How many lines in the data below contain the word "roof"? State only the number.

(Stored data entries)
========
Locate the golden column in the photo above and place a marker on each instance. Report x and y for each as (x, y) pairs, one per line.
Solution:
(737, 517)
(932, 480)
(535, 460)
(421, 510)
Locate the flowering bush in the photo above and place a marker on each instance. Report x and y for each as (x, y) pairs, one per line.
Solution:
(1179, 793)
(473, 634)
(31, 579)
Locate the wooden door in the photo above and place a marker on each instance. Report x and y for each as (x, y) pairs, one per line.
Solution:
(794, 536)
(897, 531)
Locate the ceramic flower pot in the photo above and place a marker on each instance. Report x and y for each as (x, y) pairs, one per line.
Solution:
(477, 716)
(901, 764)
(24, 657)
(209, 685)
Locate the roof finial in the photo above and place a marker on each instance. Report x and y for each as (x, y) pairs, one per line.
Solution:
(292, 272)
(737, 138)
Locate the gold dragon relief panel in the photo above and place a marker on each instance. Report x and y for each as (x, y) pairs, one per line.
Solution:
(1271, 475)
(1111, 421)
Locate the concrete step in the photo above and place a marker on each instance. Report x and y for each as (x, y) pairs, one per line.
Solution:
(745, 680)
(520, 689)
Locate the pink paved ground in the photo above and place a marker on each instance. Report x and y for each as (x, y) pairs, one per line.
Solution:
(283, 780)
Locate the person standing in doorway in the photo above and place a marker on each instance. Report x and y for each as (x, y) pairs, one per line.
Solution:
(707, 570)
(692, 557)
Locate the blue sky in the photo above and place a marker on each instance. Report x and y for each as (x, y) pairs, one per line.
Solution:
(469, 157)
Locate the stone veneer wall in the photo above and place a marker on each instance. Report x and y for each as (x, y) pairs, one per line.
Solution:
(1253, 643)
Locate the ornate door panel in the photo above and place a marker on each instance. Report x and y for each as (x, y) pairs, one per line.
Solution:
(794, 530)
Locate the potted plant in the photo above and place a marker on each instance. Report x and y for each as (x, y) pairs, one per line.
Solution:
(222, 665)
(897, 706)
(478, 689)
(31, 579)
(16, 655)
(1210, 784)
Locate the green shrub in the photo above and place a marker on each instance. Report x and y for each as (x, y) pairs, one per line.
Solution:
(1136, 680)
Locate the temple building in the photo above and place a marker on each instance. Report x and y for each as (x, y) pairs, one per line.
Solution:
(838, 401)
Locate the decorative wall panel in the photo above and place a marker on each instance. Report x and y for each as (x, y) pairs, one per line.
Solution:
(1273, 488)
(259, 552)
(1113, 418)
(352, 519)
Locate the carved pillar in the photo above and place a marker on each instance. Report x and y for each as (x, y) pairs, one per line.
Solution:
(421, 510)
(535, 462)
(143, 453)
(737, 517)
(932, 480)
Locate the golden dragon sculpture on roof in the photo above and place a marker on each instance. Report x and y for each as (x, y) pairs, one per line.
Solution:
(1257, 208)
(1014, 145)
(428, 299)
========
• **EXERCISE ANSWER**:
2